▸ EXCERPT PROVIDED

———

Sometimes we see things in the malware world that make it seem that the universe has a sense of humor, even if the malware actors do not. A recent example of this serendipity occurred when we detected an email with a link to a web site featuring a recipe for a delicious “Tex-Mex Frito salad.” Sandboxing of the URL revealed that it linked to an infected web page which redirected to a link serving… the Fiesta exploit kit.
While almost certainly a coincidence, it does lead to wondering where such coincidences could lead a phishing campaigner with a sense of humor. Maybe infect a Fiesta™ dinnerware enthusiast page?
On a more serious note, Fiesta (aka Neosploit) is a great example of the exploit kits that represent a vital part of the modern malware distribution infrastructure. An exploit kit combines different exploits targeting a range of vulnerabilities, all distributed from a server that profiles the victim’s system for operating system, browser and version, and plug-ins for vulnerable versions. If a vulnerability is found, the exploit kit will serve the appropriate exploit and then download a malicious payload on the victim computer. Exploit kits are developed by malware authors and then licensed per server or rented as SaaS to phishing campaigners and others.

———

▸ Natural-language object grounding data
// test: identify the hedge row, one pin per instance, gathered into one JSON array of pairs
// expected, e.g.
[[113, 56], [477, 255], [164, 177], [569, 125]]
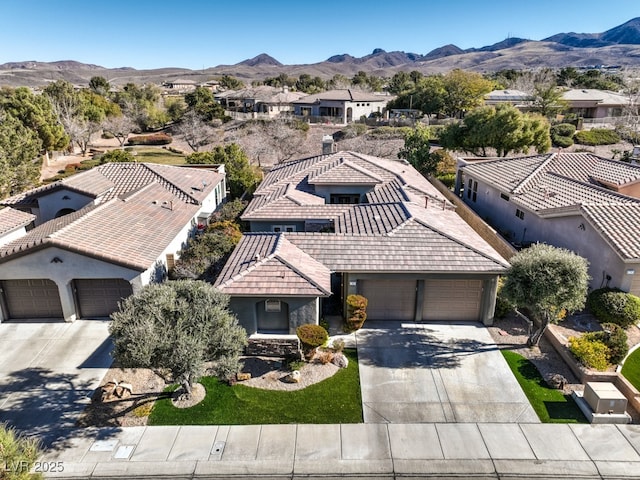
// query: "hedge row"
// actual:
[[154, 139]]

———

▸ EXERCISE DETAILS
Pick up the write-up on the Fiesta exploit kit after its last sentence and keep it going. The rows are a separate set of material with no tie to the text about the Fiesta exploit kit.

▸ RESULT
The flexibility of exploit kits makes “Fiesta” a fitting name, since Fiesta dinnerware revolutionized dinnerware by enabling customers to mix and match colors, shapes and sizes to suit their tastes and décor. The Fiesta exploit kit itself combines exploits that target vulnerabilities for Adobe Reader, Adobe Flash, Microsoft Internet Explorer and Silverlight, Oracle Java, and the list changes as exploits for new vulnerabilities are discovered. One of the three most common exploit kits we see, Fiesta seems to be one of the beneficiaries of the void left by the arrest of the Black Hole author last fall.
Interestingly, Fiesta currently uses “no-ip” as a means of generating fresh unique hostnames to evade detection. No-ip was recently the target of a Microsoft takedown, which generated such an outcry that Microsoft stopped their takedown, and in the aftermath Fiesta returned to using no-ip.
Combined with effective delivery techniques such as web compromises or longline phishing campaigns, Fiesta and other exploit kits represent a potent threat to organizations, consumers and their sensitive data, and that’s no joke.